Page extract:
"""
Opinion: Caster Semenya’s fight for equality

Track star Caster Semenya continues to fight the unfair regulation of naturally elevated testosterone levels in female athletes.


(Sam Glocker)

By Chloe Gammon

In the modern era, women have broken barriers in sports, continuously trying to gain more freedom in the competitive field. Billie Jean King, the world-renowned tennis player, proved the athletic ability of women compared to men in the famous 1973 “Battle of the Sexes” tennis match where she beat a famous male rival tennis player. In 1989, Tracy Edwards created the first all-female crew in the Whitbread Round the World Race, the most dangerous sailing competition in the world. Now, we have a new female advocate named Caster Semenya, who is fighting against gender discrimination in major track and field competitions. 

Semenya naturally has larger amounts of testosterone in her body, and as a result she is being denied to compete as a woman in such races unless she takes medication to reduce those levels. Semenaya was naturally born female and her heightened testosterone levels are not attributed to a gender transition, but that should not alter the severity of the issue. Transitioning females and biological females alike should be able to perform in female sports. The International Association of Athletics Federation (I.A.A.F.), which is “track and field’s governing body,” according to the New York Times, has created regulations that women may only compete in advanced track and field competitions if their testosterone levels are below 5.0 liters (normal levels can range from 1.5 to 7.0 L of testosterone in women, according to Medical News Today). However, with the polarizing debate over gender, rulings and restrictions such as these reveal a larger issue: by restricting women based on their testosterone levels, competitive track and field is becoming less and less progressive.

The Court of Arbitration for Sport ruled that the I.A.A.F.’s regulations were discriminatory, but that this discrimination is “a necessary, reasonable and proportionate means of achieving the IAAF’s aim of preserving the integrity of female athletics,” according to Vox. They are recognizing the discriminatory nature of this female testosterone regulation, and yet are still condoning it, to “level the playing field.” At what point then is discrimination justified on this basis? 

The ruling overlooks that the fundamental basis of sports is inequality. If there wasn’t inequality, then competitions, first place and gold medals would be completely meaningless. There is always a best and worst in sports, and that is part of its competitive spirit. When artificial enhancements contribute to unfair advantages, it is logical that organizations and institutions in sports have tried to stop the use of enhancing drugs such as steroids. But natural human biological characteristics are not unfair advantages. The I.A.A.F. claimed that restricting Semenya and other women with higher testosterone levels from sports was because they would have an unfair advantage with higher amounts of “muscle mass, strength and oxygen-carrying capacity.” However, there are natural endowments about people’s bodies that may give athletes an unavoidable advantage in competitive sports, but these characteristics are not being regulated like testosterone. For example, as a reader under the name “DP” commented on a New York Times article, women with longer legs give them longer strides as they run, inherently making them faster than some other players. However, the I.A.A.F. isn’t restricting taller women from playing, because it’s a natural part of who they are. The same thing should apply to testosterone levels. This is an uncontrollable thing that happens in human bodies, so the same rule should apply. Making these women take medication to reduce their testosterone levels has uncomfortable side effects, such as fatigue, hot flashes, decrease in strength, increased body fat, and effects on metabolism, according to the magazine Healthline. So, if anything, the I.A.A.F. and various courts are putting these women at a disadvantage to their female counterparts that are considered less “manly” because of their hormone level.
"""
Given information:
"""
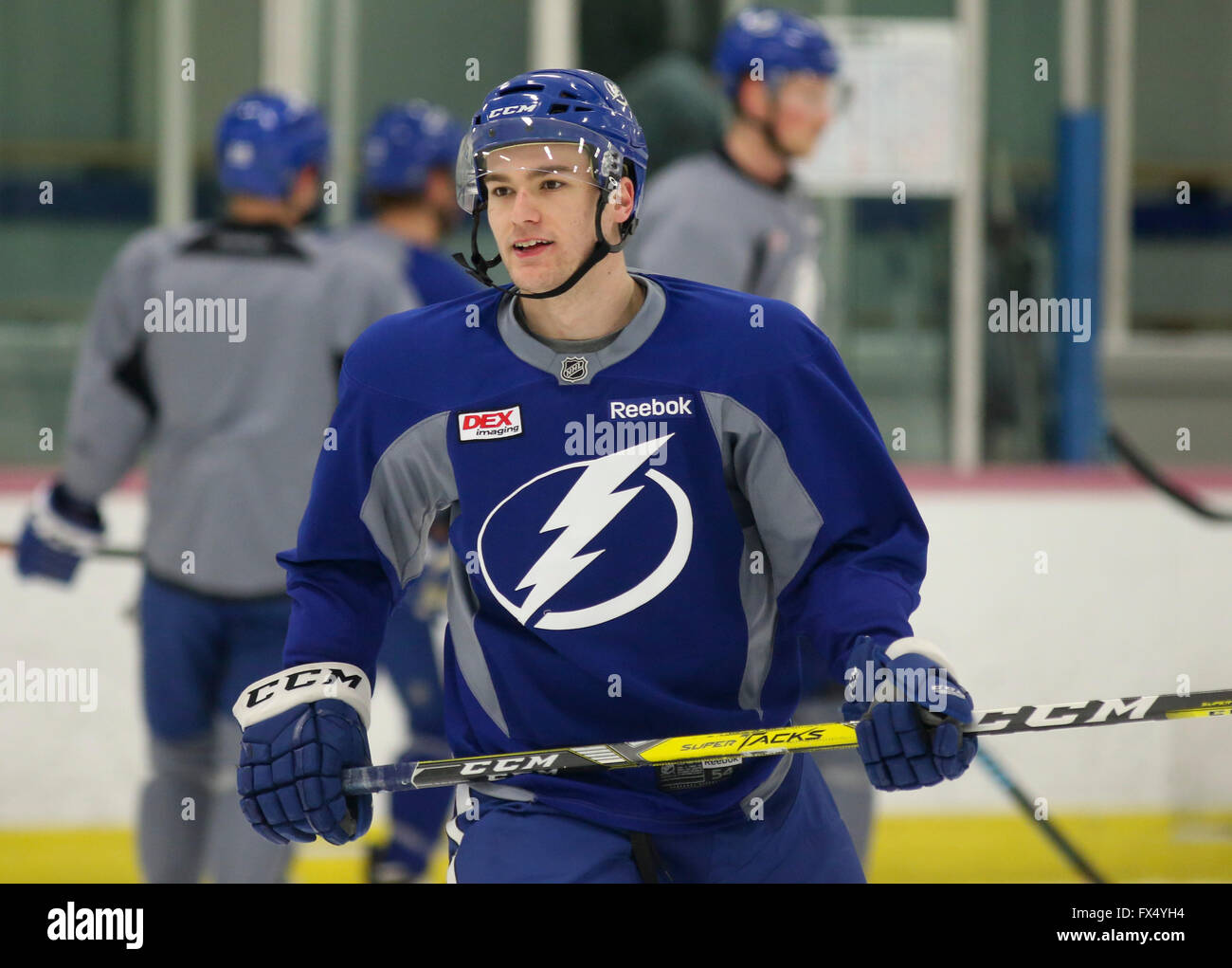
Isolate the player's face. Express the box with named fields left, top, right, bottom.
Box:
left=483, top=143, right=599, bottom=292
left=773, top=73, right=833, bottom=157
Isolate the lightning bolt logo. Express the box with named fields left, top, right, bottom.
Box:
left=478, top=434, right=693, bottom=629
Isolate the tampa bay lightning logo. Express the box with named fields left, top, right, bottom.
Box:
left=477, top=434, right=693, bottom=629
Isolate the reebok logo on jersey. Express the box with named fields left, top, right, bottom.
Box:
left=459, top=406, right=522, bottom=443
left=607, top=397, right=693, bottom=421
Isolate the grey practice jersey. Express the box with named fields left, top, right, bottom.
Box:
left=625, top=152, right=824, bottom=324
left=62, top=223, right=414, bottom=597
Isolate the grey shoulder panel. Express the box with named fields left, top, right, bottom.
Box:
left=701, top=391, right=822, bottom=597
left=360, top=411, right=459, bottom=586
left=701, top=391, right=822, bottom=715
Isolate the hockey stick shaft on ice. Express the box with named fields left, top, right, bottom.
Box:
left=976, top=746, right=1108, bottom=885
left=342, top=689, right=1232, bottom=794
left=0, top=541, right=142, bottom=561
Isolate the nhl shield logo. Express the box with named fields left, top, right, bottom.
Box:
left=561, top=356, right=587, bottom=383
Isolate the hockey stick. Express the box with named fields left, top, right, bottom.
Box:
left=342, top=689, right=1232, bottom=794
left=1108, top=428, right=1232, bottom=521
left=976, top=748, right=1108, bottom=885
left=0, top=541, right=142, bottom=558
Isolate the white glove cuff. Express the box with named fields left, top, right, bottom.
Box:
left=29, top=484, right=102, bottom=557
left=886, top=636, right=958, bottom=678
left=231, top=662, right=372, bottom=729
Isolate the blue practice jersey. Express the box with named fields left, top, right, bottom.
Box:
left=280, top=275, right=928, bottom=833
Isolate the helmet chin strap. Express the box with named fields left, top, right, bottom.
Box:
left=453, top=183, right=637, bottom=300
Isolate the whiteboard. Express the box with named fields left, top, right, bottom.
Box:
left=793, top=17, right=970, bottom=198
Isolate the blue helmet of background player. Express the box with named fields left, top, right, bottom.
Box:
left=455, top=69, right=649, bottom=299
left=364, top=101, right=463, bottom=192
left=214, top=90, right=329, bottom=198
left=714, top=8, right=839, bottom=100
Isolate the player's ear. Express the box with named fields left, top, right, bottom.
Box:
left=612, top=175, right=636, bottom=222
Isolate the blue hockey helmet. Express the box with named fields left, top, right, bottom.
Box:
left=364, top=101, right=462, bottom=192
left=714, top=8, right=839, bottom=99
left=214, top=90, right=329, bottom=198
left=455, top=68, right=649, bottom=299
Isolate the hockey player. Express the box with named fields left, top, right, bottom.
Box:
"""
Assignment: Copy out the part of the opinion piece on Caster Semenya starting with "By Chloe Gammon" and going on through "and field competitions.". None of the lines above matter here.

Finished task:
By Chloe Gammon

In the modern era, women have broken barriers in sports, continuously trying to gain more freedom in the competitive field. Billie Jean King, the world-renowned tennis player, proved the athletic ability of women compared to men in the famous 1973 “Battle of the Sexes” tennis match where she beat a famous male rival tennis player. In 1989, Tracy Edwards created the first all-female crew in the Whitbread Round the World Race, the most dangerous sailing competition in the world. Now, we have a new female advocate named Caster Semenya, who is fighting against gender discrimination in major track and field competitions.